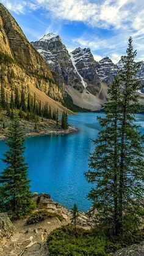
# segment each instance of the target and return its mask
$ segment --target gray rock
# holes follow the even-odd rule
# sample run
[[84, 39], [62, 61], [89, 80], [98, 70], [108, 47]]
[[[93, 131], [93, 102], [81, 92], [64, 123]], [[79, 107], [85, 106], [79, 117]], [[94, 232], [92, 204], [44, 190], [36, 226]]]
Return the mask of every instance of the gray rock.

══════

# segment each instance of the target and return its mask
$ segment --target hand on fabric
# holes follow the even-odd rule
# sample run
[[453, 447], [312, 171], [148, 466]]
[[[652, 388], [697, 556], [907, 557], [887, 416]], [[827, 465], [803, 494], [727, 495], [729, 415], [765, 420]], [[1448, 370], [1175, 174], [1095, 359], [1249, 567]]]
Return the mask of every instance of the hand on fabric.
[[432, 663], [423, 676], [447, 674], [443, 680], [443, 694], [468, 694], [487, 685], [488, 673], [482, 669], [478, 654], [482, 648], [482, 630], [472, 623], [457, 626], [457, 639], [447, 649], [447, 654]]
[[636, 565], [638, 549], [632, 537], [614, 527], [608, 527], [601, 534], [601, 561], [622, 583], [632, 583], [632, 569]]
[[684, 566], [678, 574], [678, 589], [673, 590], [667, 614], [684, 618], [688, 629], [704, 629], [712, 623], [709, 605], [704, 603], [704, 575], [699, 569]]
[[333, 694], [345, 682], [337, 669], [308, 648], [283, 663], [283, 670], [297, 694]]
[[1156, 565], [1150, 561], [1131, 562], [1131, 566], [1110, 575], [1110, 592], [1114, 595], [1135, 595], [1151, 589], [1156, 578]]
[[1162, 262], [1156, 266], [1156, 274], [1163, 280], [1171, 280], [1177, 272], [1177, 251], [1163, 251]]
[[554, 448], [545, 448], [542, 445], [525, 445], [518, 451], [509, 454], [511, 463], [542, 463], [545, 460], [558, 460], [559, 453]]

══════

--- GIVEN INSTRUCTION ---
Return every line of the rows above that contains the word "gray".

--- EXPECTED ANSWER ---
$ segment --target gray rock
Return the mask of every instance of the gray rock.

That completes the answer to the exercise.